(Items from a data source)
---+---

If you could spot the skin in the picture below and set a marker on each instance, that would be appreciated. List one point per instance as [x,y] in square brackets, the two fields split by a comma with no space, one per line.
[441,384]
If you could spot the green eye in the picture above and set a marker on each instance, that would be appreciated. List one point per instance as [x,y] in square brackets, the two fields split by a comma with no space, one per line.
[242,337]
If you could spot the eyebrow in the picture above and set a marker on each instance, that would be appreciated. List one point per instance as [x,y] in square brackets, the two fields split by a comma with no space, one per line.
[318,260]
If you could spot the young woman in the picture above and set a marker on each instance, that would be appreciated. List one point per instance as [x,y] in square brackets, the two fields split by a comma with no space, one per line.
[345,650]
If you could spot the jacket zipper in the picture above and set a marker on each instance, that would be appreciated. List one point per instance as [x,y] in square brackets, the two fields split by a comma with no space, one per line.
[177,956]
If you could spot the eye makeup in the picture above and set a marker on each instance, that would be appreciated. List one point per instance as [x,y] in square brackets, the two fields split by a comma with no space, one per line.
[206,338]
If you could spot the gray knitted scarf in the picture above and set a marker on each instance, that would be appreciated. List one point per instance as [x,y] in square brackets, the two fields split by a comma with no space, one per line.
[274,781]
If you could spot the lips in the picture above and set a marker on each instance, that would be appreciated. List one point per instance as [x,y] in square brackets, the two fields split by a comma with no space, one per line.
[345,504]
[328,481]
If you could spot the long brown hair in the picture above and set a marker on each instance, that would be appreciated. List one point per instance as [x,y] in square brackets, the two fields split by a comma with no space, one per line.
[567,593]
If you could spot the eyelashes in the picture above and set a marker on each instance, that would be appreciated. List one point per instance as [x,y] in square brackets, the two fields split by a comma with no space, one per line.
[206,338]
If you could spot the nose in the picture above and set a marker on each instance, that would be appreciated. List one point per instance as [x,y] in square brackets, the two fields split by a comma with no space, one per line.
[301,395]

---+---

Replace every "set a marker" in the material with "place a point" and leave all other text unchanged.

- **EXERCISE OUTPUT**
If you could spot the skin in the picture below and place a point on each instance, that would be appreciated. List one point per instance as [x,y] in square brackets, the two fields split by a comma with no space, one per line.
[441,384]
If you could spot the green eye in the picture above and place a point on each instance, that would be appreciated. List one point per instance as [x,y] in square brackets, the two fields split by a comma with no space, one per line.
[242,337]
If you could spot the eyebrow in the picture above and place a point on each instance, that would be appreciated. List one point per instance as [x,y] in square brackets, the two fields split by a comma with no space, one per line.
[318,260]
If you could spot the young woman in the picture above and place a point on each instance, that would be appreciated. List one point per instance as [x,y] in square brackets, the two fields split by a comma with no space, one per line.
[345,650]
If you could spot the jacket zipper in the picture above and place a point on each instance, that would be appreciated. List one point per instance as [x,y] in square brackets, the two fields split by a comma with no space, one per line.
[177,956]
If you could spot the eye makeup in the picture above and place a point on each instance, that would be appreciated. List one point per instance as [x,y] in square brackets, the two fields split by a comma with no space, one per line.
[206,338]
If you could spot the gray knitted scarf in the picture above and place a point on each instance, that would be appreciated. List one point per instance as [x,y] in square brackets, the two fields split by a comma with no space, one per line.
[274,781]
If you could spot the lips in the picture above and place a point on each instance, that would be appreciated. List one point per instance as [x,y] in square brackets, the two fields split by a comma with no space, one per line.
[345,504]
[328,481]
If you could spot the long brown hair in the picture above and place a point on each instance, that would be appreciated. List one point per instance as [x,y] in square brackets, the two fields split by a comma with no space, one per line.
[567,593]
If you could spot the eyelashes in the picture above and place a point on each instance, that would be appreciated. List one point per instance as [x,y] in square brackets, the two fields split by a comma with no space, one per line.
[206,338]
If you could spot the nose in the picture above and place a point on each instance, that would be appreciated. List one point per instance as [x,y] in square brackets, the two fields split by a comma with no space, one per line.
[301,395]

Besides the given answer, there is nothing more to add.